Natural language region descriptions
******************************

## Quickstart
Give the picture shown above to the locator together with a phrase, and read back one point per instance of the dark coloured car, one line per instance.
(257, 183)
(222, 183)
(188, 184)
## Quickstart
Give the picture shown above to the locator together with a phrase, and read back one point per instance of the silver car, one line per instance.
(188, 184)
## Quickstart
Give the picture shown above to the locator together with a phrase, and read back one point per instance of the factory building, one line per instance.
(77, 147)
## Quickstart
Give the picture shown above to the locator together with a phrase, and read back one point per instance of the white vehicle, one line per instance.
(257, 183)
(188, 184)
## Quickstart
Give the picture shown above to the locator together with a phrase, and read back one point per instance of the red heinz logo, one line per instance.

******************************

■ **Assignment**:
Every entry above should be written out again, precisely.

■ **Reply to the task**:
## Quickstart
Give the picture shown above to the locator together with a phrase, and read back one point per instance of the dark coloured car, one line per instance.
(257, 183)
(222, 183)
(188, 184)
## Quickstart
Give the picture shown above to the locator together with a phrase, and read back one point per instance of the silver car, one line per instance.
(188, 184)
## Quickstart
Give the picture shown above to the locator together with a phrase, and read back one point per instance of the factory building, one line per instance.
(77, 147)
## Quickstart
Give the picture shown above to the locator together with a phrase, and read back one point per instance of the white vehicle, one line per instance.
(257, 183)
(188, 184)
## Quickstart
Give the picture shown above to the locator together with a phrase, and read back one point per instance of the red heinz logo, one line per instance.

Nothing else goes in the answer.